# TASK DIRECTIONS:
Reproduce verbatim all of the data given below, but do not carry over the images.

# DATASET CONTENT:
------------------------------------------------------------

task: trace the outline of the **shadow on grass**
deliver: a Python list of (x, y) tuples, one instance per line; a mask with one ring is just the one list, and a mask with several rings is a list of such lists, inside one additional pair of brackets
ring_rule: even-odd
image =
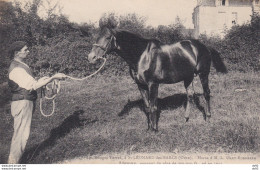
[[(194, 94), (193, 102), (195, 106), (203, 113), (203, 117), (205, 118), (206, 114), (205, 114), (204, 107), (200, 104), (200, 100), (199, 100), (200, 96), (202, 96), (202, 94)], [(158, 98), (159, 114), (161, 113), (162, 110), (174, 110), (181, 106), (186, 106), (186, 104), (187, 104), (187, 96), (185, 93), (174, 94), (172, 96), (168, 96), (162, 99)], [(139, 108), (140, 110), (145, 112), (144, 107), (145, 106), (144, 106), (143, 99), (139, 99), (135, 101), (128, 100), (127, 104), (124, 106), (122, 111), (118, 114), (118, 116), (128, 115), (133, 108)]]
[[(84, 110), (77, 110), (72, 115), (64, 119), (62, 124), (51, 130), (48, 139), (44, 140), (42, 143), (26, 150), (21, 158), (21, 163), (30, 163), (35, 157), (37, 157), (40, 152), (47, 149), (48, 147), (54, 146), (55, 142), (65, 137), (74, 128), (79, 128), (84, 126), (86, 119), (81, 119), (80, 116), (84, 113)], [(97, 120), (92, 120), (87, 123), (94, 123)]]

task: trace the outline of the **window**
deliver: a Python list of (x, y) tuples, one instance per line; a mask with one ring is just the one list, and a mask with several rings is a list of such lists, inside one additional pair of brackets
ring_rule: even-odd
[(232, 25), (237, 24), (237, 12), (232, 12)]
[(226, 0), (217, 0), (217, 6), (225, 6)]
[(228, 25), (227, 21), (228, 21), (227, 14), (223, 11), (219, 11), (217, 17), (216, 29), (223, 30), (224, 26)]
[(225, 6), (226, 0), (222, 0), (222, 6)]

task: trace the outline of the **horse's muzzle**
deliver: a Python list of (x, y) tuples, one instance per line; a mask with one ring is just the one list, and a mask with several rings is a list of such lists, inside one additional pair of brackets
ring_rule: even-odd
[(88, 58), (87, 58), (87, 60), (92, 64), (95, 63), (97, 61), (97, 59), (98, 59), (98, 57), (93, 53), (89, 53)]

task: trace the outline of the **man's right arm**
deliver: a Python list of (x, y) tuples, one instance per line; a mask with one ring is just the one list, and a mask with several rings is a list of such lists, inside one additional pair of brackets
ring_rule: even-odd
[(14, 68), (9, 74), (9, 79), (26, 90), (36, 90), (53, 81), (55, 77), (42, 77), (37, 81), (23, 68)]

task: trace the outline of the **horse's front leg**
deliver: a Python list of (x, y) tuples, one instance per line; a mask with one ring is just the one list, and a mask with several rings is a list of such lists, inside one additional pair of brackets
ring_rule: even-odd
[(134, 70), (129, 66), (129, 73), (130, 73), (130, 76), (132, 77), (133, 80), (136, 81), (136, 76), (134, 76)]
[(149, 109), (151, 130), (158, 131), (159, 111), (158, 111), (158, 88), (159, 84), (150, 83), (149, 87)]
[(147, 117), (147, 124), (148, 124), (148, 128), (147, 130), (149, 130), (151, 127), (151, 123), (150, 123), (150, 108), (149, 108), (149, 88), (148, 85), (146, 84), (142, 84), (139, 82), (139, 80), (137, 79), (136, 75), (137, 73), (134, 72), (133, 69), (131, 69), (131, 67), (129, 67), (129, 72), (130, 72), (130, 76), (132, 77), (132, 79), (135, 81), (135, 83), (138, 85), (138, 89), (141, 93), (141, 96), (143, 98), (144, 101), (144, 113)]
[(138, 89), (141, 93), (141, 96), (143, 98), (143, 101), (144, 101), (144, 112), (145, 112), (145, 115), (147, 117), (147, 124), (148, 124), (148, 128), (147, 130), (150, 129), (150, 109), (149, 109), (149, 101), (148, 101), (148, 96), (149, 96), (149, 93), (148, 93), (148, 86), (147, 85), (143, 85), (143, 84), (138, 84)]

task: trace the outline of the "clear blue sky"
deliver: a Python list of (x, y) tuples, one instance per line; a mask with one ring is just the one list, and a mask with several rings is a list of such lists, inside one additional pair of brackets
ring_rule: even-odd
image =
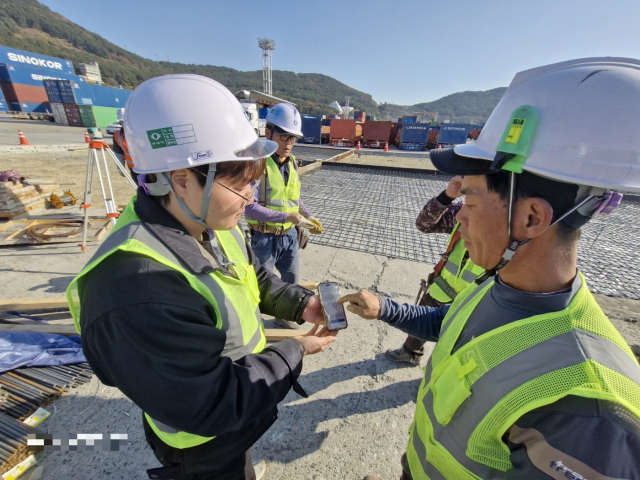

------------------------------------------------------------

# EXPECTED ANSWER:
task: trace the outline of the **shadow on grass**
deliver: a Python list of (x, y) tuples, one instance per line; a mask with one ring is just the one list, and a mask with several rings is a list of such lists, inside one additional pair of brackets
ring_rule: even-odd
image =
[[(194, 94), (193, 102), (195, 106), (203, 113), (203, 117), (205, 118), (206, 114), (205, 114), (204, 107), (200, 104), (200, 100), (199, 100), (200, 96), (202, 96), (202, 94)], [(158, 98), (159, 114), (161, 113), (162, 110), (174, 110), (181, 106), (186, 106), (186, 104), (187, 104), (187, 96), (185, 93), (174, 94), (172, 96), (168, 96), (162, 99)], [(139, 108), (140, 110), (145, 112), (144, 107), (145, 106), (144, 106), (143, 99), (139, 99), (135, 101), (128, 100), (127, 104), (124, 106), (122, 111), (118, 114), (118, 116), (128, 115), (133, 108)]]
[[(84, 110), (77, 110), (72, 115), (64, 119), (62, 124), (51, 130), (48, 139), (44, 140), (42, 143), (26, 150), (21, 158), (21, 163), (30, 163), (35, 157), (37, 157), (40, 152), (47, 149), (48, 147), (54, 146), (55, 142), (65, 137), (74, 128), (79, 128), (84, 126), (86, 119), (81, 119), (80, 116), (84, 113)], [(97, 120), (92, 120), (87, 123), (94, 123)]]

task: trace the outline of the **window**
deliver: a Python list of (x, y) tuples, one instance per line; a mask with one ring is just the one list, and a mask with several rings is a list of such lists, inside one additional pair of brackets
ring_rule: even-odd
[(232, 25), (237, 24), (237, 12), (232, 12)]
[(226, 0), (217, 0), (217, 6), (225, 6)]
[(228, 25), (227, 21), (228, 21), (227, 14), (223, 11), (219, 11), (217, 17), (216, 29), (223, 30), (224, 26)]
[(225, 6), (226, 0), (222, 0), (222, 6)]

task: trace the outline of the **horse's muzzle**
deliver: a Python list of (x, y) tuples, one instance per line; a mask with one ring is just the one list, and a mask with several rings is a list of such lists, inside one additional pair of brackets
ring_rule: even-odd
[(88, 58), (87, 58), (87, 60), (92, 64), (95, 63), (97, 61), (97, 59), (98, 59), (98, 57), (93, 53), (89, 53)]

task: trace the outline of the **man's right arm**
deliver: a Python list of (x, y) tuples, one instance per line; a mask with one ring is just the one list, and a mask with several rings is a list of such lists, inside one additional pair of brackets
ring_rule: even-odd
[(14, 68), (9, 74), (9, 79), (26, 90), (36, 90), (53, 81), (55, 77), (42, 77), (37, 81), (23, 68)]

task: trace the outline of the **horse's front leg**
deliver: a Python list of (x, y) tuples, one instance per line; a mask with one ring is just the one list, and a mask with several rings is a list of such lists, inside one additional pair of brackets
ring_rule: even-odd
[(134, 70), (129, 66), (129, 73), (130, 73), (130, 76), (132, 77), (133, 80), (136, 81), (136, 76), (134, 76)]
[(149, 109), (151, 130), (158, 131), (159, 111), (158, 111), (158, 88), (159, 84), (150, 83), (149, 87)]
[(147, 117), (147, 124), (148, 124), (148, 128), (147, 130), (149, 130), (151, 127), (151, 123), (150, 123), (150, 108), (149, 108), (149, 88), (148, 85), (146, 84), (142, 84), (139, 82), (139, 80), (137, 79), (136, 75), (137, 73), (134, 72), (133, 69), (131, 69), (131, 67), (129, 67), (129, 72), (130, 72), (130, 76), (132, 77), (132, 79), (135, 81), (135, 83), (138, 85), (138, 89), (141, 93), (141, 96), (143, 98), (144, 101), (144, 113)]
[(138, 89), (141, 93), (141, 96), (143, 98), (143, 101), (144, 101), (144, 112), (145, 112), (145, 115), (147, 117), (147, 124), (148, 124), (148, 128), (147, 130), (150, 129), (150, 109), (149, 109), (149, 101), (148, 101), (148, 96), (149, 96), (149, 93), (148, 93), (148, 86), (147, 85), (143, 85), (143, 84), (138, 84)]

task: trace the outline of the "clear blue sky"
deliver: a Python list of (x, y) tuples, one instance per line; a mask with one ring is just the one list, and a mask with several rings is a list of such lists, inside one additional pair of brackets
ring_rule: even-odd
image =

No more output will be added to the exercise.